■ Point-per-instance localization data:

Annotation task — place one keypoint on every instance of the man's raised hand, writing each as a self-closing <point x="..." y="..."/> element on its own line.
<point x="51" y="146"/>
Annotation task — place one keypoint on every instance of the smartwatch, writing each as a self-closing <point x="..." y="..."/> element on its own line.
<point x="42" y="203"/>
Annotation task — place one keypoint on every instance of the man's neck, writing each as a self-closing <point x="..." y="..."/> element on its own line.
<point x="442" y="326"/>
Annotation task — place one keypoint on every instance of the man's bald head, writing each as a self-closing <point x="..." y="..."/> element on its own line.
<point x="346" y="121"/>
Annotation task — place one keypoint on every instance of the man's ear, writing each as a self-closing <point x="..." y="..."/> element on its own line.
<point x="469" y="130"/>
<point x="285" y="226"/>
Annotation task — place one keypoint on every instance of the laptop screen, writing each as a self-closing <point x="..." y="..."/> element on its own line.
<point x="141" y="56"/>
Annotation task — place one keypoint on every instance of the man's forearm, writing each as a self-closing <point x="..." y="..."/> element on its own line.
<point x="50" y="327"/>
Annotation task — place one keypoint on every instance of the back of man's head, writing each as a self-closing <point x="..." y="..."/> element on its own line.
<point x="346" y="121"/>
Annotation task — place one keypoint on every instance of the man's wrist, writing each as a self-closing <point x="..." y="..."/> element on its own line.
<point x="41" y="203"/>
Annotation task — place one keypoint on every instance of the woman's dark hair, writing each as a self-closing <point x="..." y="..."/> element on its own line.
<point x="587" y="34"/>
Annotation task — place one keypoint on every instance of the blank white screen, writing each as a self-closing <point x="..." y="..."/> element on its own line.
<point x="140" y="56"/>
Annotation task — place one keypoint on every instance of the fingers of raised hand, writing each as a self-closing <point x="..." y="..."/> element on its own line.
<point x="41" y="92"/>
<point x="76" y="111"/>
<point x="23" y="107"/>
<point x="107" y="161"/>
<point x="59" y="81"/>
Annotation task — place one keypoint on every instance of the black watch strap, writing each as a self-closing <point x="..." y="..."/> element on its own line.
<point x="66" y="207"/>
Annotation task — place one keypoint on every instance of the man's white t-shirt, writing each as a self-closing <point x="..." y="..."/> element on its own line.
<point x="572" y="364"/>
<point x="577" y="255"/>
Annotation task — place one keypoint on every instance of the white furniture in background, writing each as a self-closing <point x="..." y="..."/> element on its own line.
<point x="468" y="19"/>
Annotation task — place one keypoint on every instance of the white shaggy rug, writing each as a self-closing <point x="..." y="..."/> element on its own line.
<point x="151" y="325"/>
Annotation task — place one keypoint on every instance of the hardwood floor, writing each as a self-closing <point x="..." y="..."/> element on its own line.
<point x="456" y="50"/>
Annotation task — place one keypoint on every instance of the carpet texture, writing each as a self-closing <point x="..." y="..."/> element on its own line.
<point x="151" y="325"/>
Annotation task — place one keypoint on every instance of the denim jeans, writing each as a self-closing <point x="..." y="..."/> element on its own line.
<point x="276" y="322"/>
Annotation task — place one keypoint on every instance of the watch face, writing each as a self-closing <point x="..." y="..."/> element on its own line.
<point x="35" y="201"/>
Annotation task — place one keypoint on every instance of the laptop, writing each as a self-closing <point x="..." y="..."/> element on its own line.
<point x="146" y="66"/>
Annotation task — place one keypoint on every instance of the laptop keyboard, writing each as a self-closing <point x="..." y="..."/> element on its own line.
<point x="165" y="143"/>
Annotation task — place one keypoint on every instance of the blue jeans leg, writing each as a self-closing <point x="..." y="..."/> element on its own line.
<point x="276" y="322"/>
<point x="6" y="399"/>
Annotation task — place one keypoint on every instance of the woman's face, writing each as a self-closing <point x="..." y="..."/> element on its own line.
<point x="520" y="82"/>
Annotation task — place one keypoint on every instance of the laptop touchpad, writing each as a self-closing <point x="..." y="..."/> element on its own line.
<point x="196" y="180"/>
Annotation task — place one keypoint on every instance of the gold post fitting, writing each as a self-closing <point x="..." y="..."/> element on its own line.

■ Exercise requirements: Without omitting anything, output the entries exactly.

■ Written response:
Annotation task — place one keypoint on every instance of the man's raised hand, writing each as a self-closing <point x="..." y="..."/> element on its own line.
<point x="51" y="146"/>
Annotation task — place one keypoint on every instance of the smartwatch, writing each as a self-closing <point x="..." y="..."/> element on its own line.
<point x="42" y="203"/>
Annotation task — place one keypoint on every instance of the man's neck, writing each as a self-closing <point x="..." y="..."/> element on its own line.
<point x="442" y="326"/>
Annotation task — place one keypoint on every instance of the man's bald head, writing each as a self-closing <point x="..." y="..."/> element on its own line.
<point x="346" y="121"/>
Annotation task — place one keypoint on every instance of the man's ear, writing each as a self-closing <point x="..." y="..."/> element on its own line.
<point x="469" y="130"/>
<point x="285" y="226"/>
Annotation task — place one keypoint on every instance of the laptop screen, writing each as a self-closing <point x="..." y="..."/> element on its own line.
<point x="141" y="56"/>
Annotation task — place one keypoint on every instance of the man's forearm, writing each as a self-closing <point x="..." y="..."/> element on its own line.
<point x="50" y="327"/>
Annotation task — place one keypoint on every instance of the back of man's head, writing each as a self-closing <point x="..." y="..."/> element on its own line.
<point x="346" y="121"/>
Annotation task — place one keypoint on every instance of the man's wrist, writing each as a self-closing <point x="..." y="..."/> element on its own line.
<point x="41" y="203"/>
Annotation task — place one keypoint on every instance of the woman's dark hair, writing each as a self-closing <point x="..." y="..."/> element on its own line.
<point x="587" y="34"/>
Annotation task — place one keypoint on every instance of the blank white screen, writing each as a self-closing <point x="..." y="..."/> element on its own line.
<point x="140" y="56"/>
Annotation task — place one keypoint on every instance of the fingers of raised hand, writing each as a self-closing <point x="..." y="..."/> element on its own line.
<point x="41" y="92"/>
<point x="76" y="111"/>
<point x="23" y="107"/>
<point x="107" y="161"/>
<point x="59" y="81"/>
Annotation task — place one keypoint on every instance of the black watch strap, writing each as a self-closing <point x="..." y="..."/> element on its own line.
<point x="66" y="207"/>
Annotation task — place one keypoint on every instance of the man's white t-shirt, writing each as a self-closing <point x="..." y="..."/> element on its own line.
<point x="572" y="364"/>
<point x="577" y="255"/>
Annotation task — place one keypoint on every instance of the white furniture in background, writing each as a self-closing <point x="..." y="..."/> element on its own line.
<point x="468" y="19"/>
Annotation task — place one keypoint on every instance of the white shaggy rug, writing each as a self-closing <point x="..." y="..."/> element on its own line.
<point x="151" y="325"/>
Annotation task — place one keypoint on every instance of the hardwood floor, writing each as a self-closing <point x="..." y="..."/> element on its own line.
<point x="456" y="50"/>
Annotation task — place one keypoint on every instance of the carpet texture, writing each as a self-closing <point x="..." y="..."/> element on its own line.
<point x="151" y="325"/>
Annotation task — place one keypoint on every instance of the denim jeans, writing each as a self-closing <point x="..." y="..."/> element on its own line.
<point x="276" y="322"/>
Annotation task — place one keypoint on every instance of the watch face, writing each as a self-closing <point x="..." y="..."/> element on its own line.
<point x="35" y="201"/>
Annotation task — place one keypoint on every instance of the laptop, writing each as a self-closing <point x="..." y="..."/> element on its own line.
<point x="146" y="66"/>
Annotation task — place one keypoint on every instance of the laptop keyboard, writing each as a self-closing <point x="..." y="..."/> element on its own line.
<point x="165" y="143"/>
Annotation task — place one keypoint on every instance of the blue jeans leg, writing each as a self-closing <point x="..." y="..."/> element on its own line.
<point x="276" y="322"/>
<point x="6" y="399"/>
Annotation task — place one keypoint on every instance of the woman's face, writing each as a self-closing <point x="..." y="..."/> element on its own line.
<point x="520" y="82"/>
Annotation task — place one keypoint on every instance of the laptop touchpad, writing each as a self-closing <point x="..." y="..."/> element on its own line.
<point x="196" y="180"/>
Annotation task — place one keypoint on every instance of the gold post fitting, writing each as a self-closing <point x="..." y="..."/> element on its own line.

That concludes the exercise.